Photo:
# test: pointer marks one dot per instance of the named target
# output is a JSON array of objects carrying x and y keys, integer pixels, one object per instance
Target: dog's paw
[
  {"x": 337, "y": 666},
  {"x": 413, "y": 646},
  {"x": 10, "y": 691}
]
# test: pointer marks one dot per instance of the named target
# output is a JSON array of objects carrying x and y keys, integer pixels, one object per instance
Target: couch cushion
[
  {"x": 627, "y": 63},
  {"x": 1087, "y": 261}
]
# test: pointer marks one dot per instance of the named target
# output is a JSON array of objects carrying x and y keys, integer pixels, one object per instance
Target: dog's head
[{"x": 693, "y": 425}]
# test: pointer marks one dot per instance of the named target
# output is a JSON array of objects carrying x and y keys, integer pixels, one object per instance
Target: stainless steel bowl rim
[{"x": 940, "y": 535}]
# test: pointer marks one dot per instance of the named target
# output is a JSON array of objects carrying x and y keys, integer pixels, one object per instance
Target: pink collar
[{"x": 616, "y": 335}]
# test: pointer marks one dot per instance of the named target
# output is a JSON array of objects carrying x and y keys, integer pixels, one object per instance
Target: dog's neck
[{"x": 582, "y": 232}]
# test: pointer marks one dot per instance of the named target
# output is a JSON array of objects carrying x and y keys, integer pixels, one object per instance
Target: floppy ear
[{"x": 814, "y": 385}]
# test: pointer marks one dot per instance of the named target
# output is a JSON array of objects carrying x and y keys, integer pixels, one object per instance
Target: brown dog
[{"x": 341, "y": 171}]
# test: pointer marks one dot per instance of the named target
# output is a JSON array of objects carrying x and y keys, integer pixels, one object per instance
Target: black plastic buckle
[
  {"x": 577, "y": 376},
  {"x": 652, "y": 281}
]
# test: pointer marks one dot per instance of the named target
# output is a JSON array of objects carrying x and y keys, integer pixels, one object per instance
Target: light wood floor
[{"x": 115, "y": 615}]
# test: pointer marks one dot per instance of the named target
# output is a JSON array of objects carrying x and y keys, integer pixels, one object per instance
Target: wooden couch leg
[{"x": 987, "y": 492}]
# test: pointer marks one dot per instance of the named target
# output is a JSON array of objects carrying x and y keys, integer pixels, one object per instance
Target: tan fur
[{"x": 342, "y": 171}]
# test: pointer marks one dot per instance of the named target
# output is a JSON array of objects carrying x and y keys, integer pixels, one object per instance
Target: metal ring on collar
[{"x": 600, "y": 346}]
------------------------------------------------
Work to complete: Take the entries above and set them all down again exactly as they read.

Answer to this problem:
Photo:
# test: pointer marks one dot per instance of the named target
# output is a JSON array of objects carrying x and y keys, integer pixels, one object per instance
Target: dog's paw
[
  {"x": 337, "y": 666},
  {"x": 413, "y": 646},
  {"x": 10, "y": 691}
]
# test: pointer marks one dot per instance of the named target
# output is a JSON array of objects carrying x and y keys, integer pixels, one object per instance
Target: couch cushion
[
  {"x": 627, "y": 63},
  {"x": 1087, "y": 261}
]
# test: pointer marks one dot per instance of the named target
# output is a JSON array of objects carrying x and y keys, integer pixels, one object per instance
Target: dog's head
[{"x": 693, "y": 425}]
# test: pointer marks one dot per instance of the named target
# output is a JSON array of objects carrying x and y keys, integer pixels, one object per instance
Target: stainless steel bowl rim
[{"x": 940, "y": 535}]
# test: pointer marks one dot per instance of the named target
# output is a JSON array of objects carrying x and y keys, integer pixels, one object per instance
Target: pink collar
[{"x": 616, "y": 335}]
# test: pointer marks one dot per instance of the named target
# output is a JSON array of objects carrying x and y keys, integer pixels, one object per instance
Target: dog's neck
[{"x": 582, "y": 232}]
# test: pointer marks one dot per instance of the named target
# output is a JSON array of objects carrying x and y keys, integer pixels, one object per instance
Target: floppy ear
[{"x": 814, "y": 385}]
# test: pointer marks one dot per instance of the named target
# output is a JSON array of objects carrying x and y keys, integer pixels, one object per instance
Target: brown dog
[{"x": 341, "y": 171}]
# test: pointer marks one dot per instance of the named target
# output is a JSON array of objects carrying x and y keys, integer pixels, one object per instance
Target: black plastic buckle
[
  {"x": 577, "y": 376},
  {"x": 652, "y": 281}
]
# test: pointer marks one dot per instance of the named target
# output is a JSON array of objects carrying x and y keys, integer pixels, one object per instance
Target: light wood floor
[{"x": 115, "y": 615}]
# test: pointer marks one dot per instance of the named target
# output is a JSON array of objects carrying x and y keys, integer pixels, one object per instance
Target: wooden couch leg
[{"x": 987, "y": 492}]
# test: pointer marks one dot per instance of the named target
# output is a JSON array of objects carrying x and y keys, integer pixels, one object per instance
Target: tan fur
[{"x": 342, "y": 171}]
# test: pointer marks one dot per instance of the named target
# output is a JSON array of objects carrying x and y keys, integer pixels, one object per instance
Target: metal ring on collar
[{"x": 600, "y": 346}]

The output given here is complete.